**Instructions for the task**
Turn the items, from the first line through the line holding "box: [204, 138, 261, 196]", both included, into a JSON list of strings with one string per line and no blank lines.
== == ==
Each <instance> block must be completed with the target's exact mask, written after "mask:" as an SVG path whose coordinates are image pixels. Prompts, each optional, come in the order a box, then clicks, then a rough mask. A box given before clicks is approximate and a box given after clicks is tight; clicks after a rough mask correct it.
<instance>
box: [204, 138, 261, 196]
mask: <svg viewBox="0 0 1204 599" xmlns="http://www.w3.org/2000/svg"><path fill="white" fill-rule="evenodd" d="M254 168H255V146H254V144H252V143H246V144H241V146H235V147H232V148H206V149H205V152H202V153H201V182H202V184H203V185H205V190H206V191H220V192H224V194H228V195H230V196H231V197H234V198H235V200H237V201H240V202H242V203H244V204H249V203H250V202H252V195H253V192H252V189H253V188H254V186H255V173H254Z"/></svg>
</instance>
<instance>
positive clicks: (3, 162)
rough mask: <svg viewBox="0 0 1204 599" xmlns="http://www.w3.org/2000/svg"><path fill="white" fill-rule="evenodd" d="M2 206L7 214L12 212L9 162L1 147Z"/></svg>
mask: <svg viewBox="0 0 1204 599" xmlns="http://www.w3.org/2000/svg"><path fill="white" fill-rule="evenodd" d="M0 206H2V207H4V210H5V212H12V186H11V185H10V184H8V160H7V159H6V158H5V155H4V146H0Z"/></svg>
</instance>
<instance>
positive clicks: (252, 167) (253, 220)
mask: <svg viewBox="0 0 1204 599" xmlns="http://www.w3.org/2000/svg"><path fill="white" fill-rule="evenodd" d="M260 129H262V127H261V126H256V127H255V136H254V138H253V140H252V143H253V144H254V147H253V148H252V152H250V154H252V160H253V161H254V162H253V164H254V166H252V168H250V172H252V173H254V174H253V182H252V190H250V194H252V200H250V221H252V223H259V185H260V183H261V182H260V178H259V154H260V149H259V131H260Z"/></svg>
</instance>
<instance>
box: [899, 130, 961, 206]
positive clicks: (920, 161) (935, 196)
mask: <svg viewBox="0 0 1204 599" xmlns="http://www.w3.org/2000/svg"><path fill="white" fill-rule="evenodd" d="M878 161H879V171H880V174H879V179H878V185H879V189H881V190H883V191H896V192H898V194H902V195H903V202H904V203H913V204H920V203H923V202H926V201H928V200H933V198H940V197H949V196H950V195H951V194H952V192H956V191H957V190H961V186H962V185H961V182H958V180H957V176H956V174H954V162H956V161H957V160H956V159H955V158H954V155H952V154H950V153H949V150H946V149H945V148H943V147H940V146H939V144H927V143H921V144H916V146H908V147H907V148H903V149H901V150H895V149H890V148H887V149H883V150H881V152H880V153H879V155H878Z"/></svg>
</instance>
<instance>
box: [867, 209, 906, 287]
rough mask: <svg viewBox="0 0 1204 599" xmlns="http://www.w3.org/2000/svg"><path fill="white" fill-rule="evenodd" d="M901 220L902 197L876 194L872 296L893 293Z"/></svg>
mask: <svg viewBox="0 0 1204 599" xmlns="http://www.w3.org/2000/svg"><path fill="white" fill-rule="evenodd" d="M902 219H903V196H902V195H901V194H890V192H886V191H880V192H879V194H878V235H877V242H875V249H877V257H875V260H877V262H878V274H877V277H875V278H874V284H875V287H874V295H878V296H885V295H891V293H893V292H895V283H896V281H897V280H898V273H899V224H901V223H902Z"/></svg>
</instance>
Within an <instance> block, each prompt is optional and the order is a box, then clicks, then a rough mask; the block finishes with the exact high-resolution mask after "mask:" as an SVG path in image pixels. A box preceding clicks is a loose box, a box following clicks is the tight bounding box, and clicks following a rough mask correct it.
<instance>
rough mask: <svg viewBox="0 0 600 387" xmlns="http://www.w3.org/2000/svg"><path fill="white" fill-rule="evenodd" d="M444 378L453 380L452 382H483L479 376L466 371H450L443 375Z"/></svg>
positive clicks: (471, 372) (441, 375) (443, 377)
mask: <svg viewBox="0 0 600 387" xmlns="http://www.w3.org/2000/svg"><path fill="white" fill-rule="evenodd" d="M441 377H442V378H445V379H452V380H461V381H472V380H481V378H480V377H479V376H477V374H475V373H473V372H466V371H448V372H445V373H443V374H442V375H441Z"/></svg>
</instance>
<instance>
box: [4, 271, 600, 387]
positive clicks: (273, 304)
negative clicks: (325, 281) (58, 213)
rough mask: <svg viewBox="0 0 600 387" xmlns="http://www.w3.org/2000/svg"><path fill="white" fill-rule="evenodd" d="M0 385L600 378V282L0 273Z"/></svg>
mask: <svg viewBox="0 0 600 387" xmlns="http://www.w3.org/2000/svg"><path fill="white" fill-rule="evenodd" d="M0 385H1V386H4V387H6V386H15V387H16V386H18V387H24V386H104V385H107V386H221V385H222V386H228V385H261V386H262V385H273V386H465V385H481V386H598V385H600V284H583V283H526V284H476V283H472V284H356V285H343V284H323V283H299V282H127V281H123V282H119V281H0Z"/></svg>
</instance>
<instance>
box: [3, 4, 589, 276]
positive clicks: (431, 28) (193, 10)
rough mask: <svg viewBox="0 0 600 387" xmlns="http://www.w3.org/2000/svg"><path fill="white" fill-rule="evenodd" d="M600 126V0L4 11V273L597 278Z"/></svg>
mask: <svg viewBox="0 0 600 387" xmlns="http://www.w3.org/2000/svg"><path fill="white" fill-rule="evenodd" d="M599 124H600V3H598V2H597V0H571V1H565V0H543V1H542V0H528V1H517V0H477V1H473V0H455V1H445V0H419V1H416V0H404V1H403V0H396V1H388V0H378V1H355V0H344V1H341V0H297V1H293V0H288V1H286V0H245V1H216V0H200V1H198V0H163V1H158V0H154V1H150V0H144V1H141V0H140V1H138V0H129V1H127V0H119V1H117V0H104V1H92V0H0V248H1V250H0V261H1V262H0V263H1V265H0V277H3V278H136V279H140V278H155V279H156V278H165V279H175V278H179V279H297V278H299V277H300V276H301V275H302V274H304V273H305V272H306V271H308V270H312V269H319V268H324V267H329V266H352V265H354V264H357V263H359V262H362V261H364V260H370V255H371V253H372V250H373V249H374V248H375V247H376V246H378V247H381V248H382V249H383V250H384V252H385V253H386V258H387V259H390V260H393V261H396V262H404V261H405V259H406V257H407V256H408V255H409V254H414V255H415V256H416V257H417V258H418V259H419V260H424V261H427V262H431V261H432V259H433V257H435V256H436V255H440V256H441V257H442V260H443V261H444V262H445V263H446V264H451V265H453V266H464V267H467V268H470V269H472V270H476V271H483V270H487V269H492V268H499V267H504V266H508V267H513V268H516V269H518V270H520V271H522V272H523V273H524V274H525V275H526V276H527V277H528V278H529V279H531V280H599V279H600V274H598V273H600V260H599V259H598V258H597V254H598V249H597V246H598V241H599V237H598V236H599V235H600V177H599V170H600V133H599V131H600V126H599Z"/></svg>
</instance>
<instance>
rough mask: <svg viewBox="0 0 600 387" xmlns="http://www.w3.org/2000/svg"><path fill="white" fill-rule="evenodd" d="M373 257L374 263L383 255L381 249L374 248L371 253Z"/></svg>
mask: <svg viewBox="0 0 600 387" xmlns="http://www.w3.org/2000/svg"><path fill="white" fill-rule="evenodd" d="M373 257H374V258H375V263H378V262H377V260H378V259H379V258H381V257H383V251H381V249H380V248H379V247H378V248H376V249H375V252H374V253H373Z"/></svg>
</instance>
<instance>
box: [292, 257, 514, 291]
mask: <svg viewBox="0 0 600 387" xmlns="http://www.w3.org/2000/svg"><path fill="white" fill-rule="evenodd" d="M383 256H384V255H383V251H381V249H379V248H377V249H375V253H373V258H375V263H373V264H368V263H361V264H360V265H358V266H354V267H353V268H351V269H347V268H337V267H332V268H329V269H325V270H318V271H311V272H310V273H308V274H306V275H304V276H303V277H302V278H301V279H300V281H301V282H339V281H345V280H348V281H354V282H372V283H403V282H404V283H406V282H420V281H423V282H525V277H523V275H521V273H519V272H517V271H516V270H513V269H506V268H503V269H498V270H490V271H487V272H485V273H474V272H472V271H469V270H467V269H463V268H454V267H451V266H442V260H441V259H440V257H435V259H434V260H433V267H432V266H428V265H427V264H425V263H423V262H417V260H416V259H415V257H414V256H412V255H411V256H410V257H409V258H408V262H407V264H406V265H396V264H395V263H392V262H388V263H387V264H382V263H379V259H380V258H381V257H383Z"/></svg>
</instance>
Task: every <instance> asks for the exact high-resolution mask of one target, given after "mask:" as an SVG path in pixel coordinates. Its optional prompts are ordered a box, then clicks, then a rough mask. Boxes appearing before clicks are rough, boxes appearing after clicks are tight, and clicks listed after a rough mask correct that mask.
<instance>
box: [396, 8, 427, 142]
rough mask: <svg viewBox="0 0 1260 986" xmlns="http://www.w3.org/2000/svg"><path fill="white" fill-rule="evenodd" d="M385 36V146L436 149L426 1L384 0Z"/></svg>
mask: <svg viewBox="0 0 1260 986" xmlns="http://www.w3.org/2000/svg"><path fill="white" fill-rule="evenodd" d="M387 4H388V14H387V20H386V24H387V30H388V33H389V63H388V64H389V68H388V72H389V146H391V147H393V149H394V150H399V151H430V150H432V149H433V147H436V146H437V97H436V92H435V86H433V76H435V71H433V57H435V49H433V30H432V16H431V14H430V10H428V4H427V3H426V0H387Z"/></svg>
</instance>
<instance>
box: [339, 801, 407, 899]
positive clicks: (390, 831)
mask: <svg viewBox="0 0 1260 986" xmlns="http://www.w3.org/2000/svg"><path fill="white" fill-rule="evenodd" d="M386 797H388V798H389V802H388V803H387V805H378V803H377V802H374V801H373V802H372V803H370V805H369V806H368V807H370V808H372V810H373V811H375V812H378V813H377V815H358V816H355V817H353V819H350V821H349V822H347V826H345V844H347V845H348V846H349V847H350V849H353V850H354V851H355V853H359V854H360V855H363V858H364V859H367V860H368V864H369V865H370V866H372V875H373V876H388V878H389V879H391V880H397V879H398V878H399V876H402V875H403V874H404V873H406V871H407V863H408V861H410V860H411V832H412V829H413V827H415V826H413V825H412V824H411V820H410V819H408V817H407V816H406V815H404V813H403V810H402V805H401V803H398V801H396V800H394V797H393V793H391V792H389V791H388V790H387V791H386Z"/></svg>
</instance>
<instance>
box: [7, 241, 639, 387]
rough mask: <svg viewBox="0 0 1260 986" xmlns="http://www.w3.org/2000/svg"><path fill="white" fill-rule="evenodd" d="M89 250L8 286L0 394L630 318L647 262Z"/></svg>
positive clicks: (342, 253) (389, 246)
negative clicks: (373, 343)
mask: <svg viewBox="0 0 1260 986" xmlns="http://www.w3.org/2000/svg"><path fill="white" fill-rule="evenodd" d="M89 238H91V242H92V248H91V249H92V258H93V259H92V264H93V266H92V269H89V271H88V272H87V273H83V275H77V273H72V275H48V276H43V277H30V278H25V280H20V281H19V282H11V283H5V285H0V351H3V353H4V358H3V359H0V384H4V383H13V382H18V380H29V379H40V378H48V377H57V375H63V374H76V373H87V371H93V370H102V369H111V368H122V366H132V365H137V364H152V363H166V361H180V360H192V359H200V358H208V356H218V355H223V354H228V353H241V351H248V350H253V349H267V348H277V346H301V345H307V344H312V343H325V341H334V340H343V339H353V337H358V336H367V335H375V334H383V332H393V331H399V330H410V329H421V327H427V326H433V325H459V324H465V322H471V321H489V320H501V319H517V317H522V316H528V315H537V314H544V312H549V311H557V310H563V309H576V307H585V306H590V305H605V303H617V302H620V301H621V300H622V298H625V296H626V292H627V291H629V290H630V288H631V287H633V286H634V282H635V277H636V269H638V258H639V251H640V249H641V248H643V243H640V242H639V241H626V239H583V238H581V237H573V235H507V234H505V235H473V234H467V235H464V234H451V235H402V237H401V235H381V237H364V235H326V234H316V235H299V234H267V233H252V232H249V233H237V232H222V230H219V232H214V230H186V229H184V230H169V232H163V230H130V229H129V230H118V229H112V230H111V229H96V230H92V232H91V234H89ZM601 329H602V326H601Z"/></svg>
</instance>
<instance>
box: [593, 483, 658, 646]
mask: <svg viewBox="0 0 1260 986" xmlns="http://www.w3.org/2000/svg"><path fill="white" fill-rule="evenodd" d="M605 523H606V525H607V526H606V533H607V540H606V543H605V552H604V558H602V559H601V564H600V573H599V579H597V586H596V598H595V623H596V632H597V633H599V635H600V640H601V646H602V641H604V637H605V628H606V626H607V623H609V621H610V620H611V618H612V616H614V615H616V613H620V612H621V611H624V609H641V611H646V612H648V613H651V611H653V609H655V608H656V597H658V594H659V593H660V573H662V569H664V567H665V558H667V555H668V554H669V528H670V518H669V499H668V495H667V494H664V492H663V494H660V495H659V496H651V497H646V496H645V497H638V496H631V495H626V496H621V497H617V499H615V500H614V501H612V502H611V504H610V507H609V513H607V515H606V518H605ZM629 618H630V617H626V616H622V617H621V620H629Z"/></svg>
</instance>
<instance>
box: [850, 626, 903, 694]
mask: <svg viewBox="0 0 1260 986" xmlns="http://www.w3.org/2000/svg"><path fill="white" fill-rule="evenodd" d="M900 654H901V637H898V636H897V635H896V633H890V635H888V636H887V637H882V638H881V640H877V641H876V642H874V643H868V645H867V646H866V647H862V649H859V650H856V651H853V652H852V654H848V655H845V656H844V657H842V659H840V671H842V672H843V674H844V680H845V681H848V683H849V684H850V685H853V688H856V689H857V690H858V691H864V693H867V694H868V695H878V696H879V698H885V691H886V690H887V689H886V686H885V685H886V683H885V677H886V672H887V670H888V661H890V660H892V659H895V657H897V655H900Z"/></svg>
== == ==
**Exercise result**
[
  "Each <instance> block must be completed with the target's exact mask, written after \"mask:\" as an SVG path whose coordinates are image pixels. Prompts, each optional, come in the order a box, then clicks, then a rough mask. A box given before clicks is approximate and a box given after clicks is tight; clicks after a rough mask correct it.",
  "<instance>",
  "box: [204, 138, 261, 196]"
]